_DATA TO PROCESS:_

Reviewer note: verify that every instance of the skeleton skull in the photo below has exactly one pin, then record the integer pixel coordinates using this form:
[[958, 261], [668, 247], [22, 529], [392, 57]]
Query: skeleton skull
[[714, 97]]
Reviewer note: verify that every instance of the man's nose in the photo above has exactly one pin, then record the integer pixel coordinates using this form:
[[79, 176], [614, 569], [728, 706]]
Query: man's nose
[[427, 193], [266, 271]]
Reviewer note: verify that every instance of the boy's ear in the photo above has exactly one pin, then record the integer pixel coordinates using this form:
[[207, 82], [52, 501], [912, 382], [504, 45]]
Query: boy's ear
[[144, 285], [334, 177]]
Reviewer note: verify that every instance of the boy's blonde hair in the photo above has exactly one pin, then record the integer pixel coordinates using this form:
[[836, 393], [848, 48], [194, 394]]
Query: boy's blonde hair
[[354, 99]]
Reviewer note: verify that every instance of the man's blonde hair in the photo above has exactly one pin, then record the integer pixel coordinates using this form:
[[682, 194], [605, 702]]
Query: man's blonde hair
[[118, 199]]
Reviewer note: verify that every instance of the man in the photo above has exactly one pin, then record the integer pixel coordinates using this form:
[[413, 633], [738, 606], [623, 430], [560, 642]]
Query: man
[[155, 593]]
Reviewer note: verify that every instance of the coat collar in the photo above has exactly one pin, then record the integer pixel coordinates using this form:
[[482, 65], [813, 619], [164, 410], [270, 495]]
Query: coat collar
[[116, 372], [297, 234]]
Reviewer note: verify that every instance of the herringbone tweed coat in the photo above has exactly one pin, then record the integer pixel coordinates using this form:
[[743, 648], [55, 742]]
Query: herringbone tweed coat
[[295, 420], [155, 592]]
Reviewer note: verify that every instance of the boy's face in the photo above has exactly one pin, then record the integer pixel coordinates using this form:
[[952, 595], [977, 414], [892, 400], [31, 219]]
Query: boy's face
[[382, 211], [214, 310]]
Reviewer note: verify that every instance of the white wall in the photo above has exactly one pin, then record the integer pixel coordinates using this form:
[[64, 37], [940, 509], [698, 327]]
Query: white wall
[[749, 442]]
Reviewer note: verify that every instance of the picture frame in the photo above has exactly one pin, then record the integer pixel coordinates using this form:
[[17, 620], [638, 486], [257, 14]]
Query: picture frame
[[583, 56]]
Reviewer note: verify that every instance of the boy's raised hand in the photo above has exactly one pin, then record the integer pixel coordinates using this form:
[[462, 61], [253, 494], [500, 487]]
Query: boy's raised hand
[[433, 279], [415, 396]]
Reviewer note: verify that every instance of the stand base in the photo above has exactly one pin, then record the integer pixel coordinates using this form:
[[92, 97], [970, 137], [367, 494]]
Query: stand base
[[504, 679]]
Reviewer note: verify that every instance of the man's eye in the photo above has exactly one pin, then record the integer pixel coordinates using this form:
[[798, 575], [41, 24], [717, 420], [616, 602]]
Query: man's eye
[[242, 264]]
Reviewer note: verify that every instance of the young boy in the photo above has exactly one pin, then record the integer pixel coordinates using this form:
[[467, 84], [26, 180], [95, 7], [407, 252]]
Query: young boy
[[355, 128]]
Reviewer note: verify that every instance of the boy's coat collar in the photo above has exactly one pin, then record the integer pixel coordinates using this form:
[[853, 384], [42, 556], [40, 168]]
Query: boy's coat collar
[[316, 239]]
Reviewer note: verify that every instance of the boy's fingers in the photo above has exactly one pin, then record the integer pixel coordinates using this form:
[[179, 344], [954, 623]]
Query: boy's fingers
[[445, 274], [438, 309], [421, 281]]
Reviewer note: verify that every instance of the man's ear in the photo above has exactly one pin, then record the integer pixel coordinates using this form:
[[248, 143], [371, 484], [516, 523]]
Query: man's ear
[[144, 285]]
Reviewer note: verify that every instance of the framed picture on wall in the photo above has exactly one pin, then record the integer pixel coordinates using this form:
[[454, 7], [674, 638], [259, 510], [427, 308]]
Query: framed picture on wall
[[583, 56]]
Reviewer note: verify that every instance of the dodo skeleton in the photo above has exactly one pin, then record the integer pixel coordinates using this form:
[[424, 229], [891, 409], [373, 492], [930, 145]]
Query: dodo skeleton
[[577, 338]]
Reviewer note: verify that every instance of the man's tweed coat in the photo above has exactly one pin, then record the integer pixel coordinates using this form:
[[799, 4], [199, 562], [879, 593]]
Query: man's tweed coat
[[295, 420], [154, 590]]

_WHAT THIS TASK INVOLVES:_ Please rewrite all the lines above, substituting "whole-number pixel coordinates" for every occurrence of "integer pixel coordinates" and leaving everything else unchanged.

_EXERCISE SOLUTION:_
Reviewer note: verify that every instance of the skeleton skull in the photo below has exactly one pin, then record the whole-number pixel coordinates using this form:
[[958, 261], [668, 247], [22, 529], [392, 57]]
Query: skeleton skull
[[714, 97]]
Reviewer note: verify that every instance of the man's nose in the photo above has exactly one pin, then record the whole-number pixel coordinates using this form:
[[79, 176], [614, 569], [728, 706]]
Query: man's nose
[[427, 193], [266, 271]]
Reviewer note: verify that every instance of the boy's ear in the photo above has exactly one pin, then record the whole-number pixel coordinates using this form:
[[207, 82], [52, 501], [912, 382], [504, 45]]
Query: boy's ear
[[144, 285], [334, 177]]
Reviewer note: verify that every instance of the boy's blonde hair in the photo above has exactly one pin, then record the whole-number pixel coordinates using this form:
[[836, 393], [848, 48], [194, 394]]
Query: boy's blonde hair
[[354, 99]]
Reviewer note: verify that every instance of the man's blonde hair in the photo above has exactly one pin, then record the whole-number pixel coordinates using this form:
[[682, 194], [605, 702]]
Query: man's blonde hair
[[118, 199]]
Reviewer note: verify that every instance of the man in the photo above has exactly one pin, then record the whole-number pixel coordinates using this form:
[[413, 633], [738, 606], [623, 430], [560, 642]]
Query: man
[[155, 593]]
Reviewer note: verify that every instance of the coat collar in the photo above has exactly one pin, then record the whole-number pixel coordinates using this form:
[[482, 65], [813, 619], [164, 410], [270, 495]]
Query: coat collar
[[116, 372], [297, 234]]
Reviewer note: verify that every instance of the herringbone tweed coat in the photo above has exactly one pin, then record the whole-number pixel coordinates using this form:
[[743, 648], [55, 742]]
Query: herringbone tweed coat
[[295, 420], [155, 592]]
Reviewer note: verify that every instance of the boy's face in the photo above has exactly one pin, then record the whole-number pixel coordinates using this form:
[[952, 595], [977, 414], [892, 400], [31, 219]]
Query: boy's face
[[382, 211], [214, 310]]
Reviewer note: verify that every instance of the white wall in the photo above has exactly one pin, then record the whole-number pixel coordinates using this form:
[[64, 37], [940, 509], [698, 327]]
Query: white wall
[[749, 442]]
Reviewer note: verify that every instance of the picture frame in the photo above has exactly one pin, then record the whole-number pixel coordinates using this form:
[[17, 620], [638, 486], [257, 14]]
Query: picture frame
[[583, 56]]
Reviewer note: verify that every instance of the boy's raised hand in the photo above has exactly one pin, then record the whole-number pixel coordinates using this form:
[[462, 61], [253, 494], [500, 487]]
Query: boy's raised hand
[[433, 279], [415, 396]]
Reviewer note: verify that every instance of the stand base in the photo above has exactly one pin, then record the whole-number pixel coordinates using this form:
[[92, 97], [970, 137], [367, 494]]
Query: stand base
[[504, 679]]
Reviewer note: verify that every instance of the man's eye in the photo above has exactly one pin, then record the whole-number pixel coordinates using this form:
[[798, 575], [41, 24], [717, 420], [616, 602]]
Query: man's eye
[[242, 264]]
Reviewer note: verify that every instance of the young boy in the photo above has exactly one pin, then record the whole-number pixel coordinates using this form:
[[467, 84], [26, 180], [95, 7], [407, 252]]
Query: young boy
[[355, 128]]
Reviewer note: verify that every instance of the boy's coat collar in the photo above has exactly one pin, then record the whole-number pixel coordinates using this form:
[[853, 384], [42, 556], [40, 168]]
Query: boy's coat collar
[[316, 239]]
Reviewer note: verify that every instance of the boy's fingers in the photo above has exactly one pin, then record the whole-number pixel coordinates using this form:
[[179, 344], [954, 623]]
Query: boy's fingers
[[445, 274], [438, 309], [421, 281]]
Reviewer note: verify that every instance of the man's ear in the photo above has exactly one pin, then record the whole-number pixel coordinates using this form:
[[248, 143], [371, 484], [516, 523]]
Query: man's ear
[[144, 285]]
Reviewer note: verify that every instance of the framed picture on wall in the photo above has exactly one pin, then record the whole-number pixel coordinates using this form:
[[454, 7], [674, 638], [259, 510], [427, 308]]
Query: framed picture on wall
[[583, 56]]
Reviewer note: verify that every instance of the dodo skeleton in the photo above has exactly one pin, then record the whole-number pixel coordinates using this form:
[[424, 229], [891, 409], [373, 492], [930, 145]]
Query: dodo skeleton
[[577, 338]]
Reviewer note: verify that every instance of the man's tweed coat in the photo above has exactly one pin, then record the whole-number pixel coordinates using this form:
[[799, 4], [199, 562], [879, 593]]
Query: man's tweed coat
[[295, 420], [154, 590]]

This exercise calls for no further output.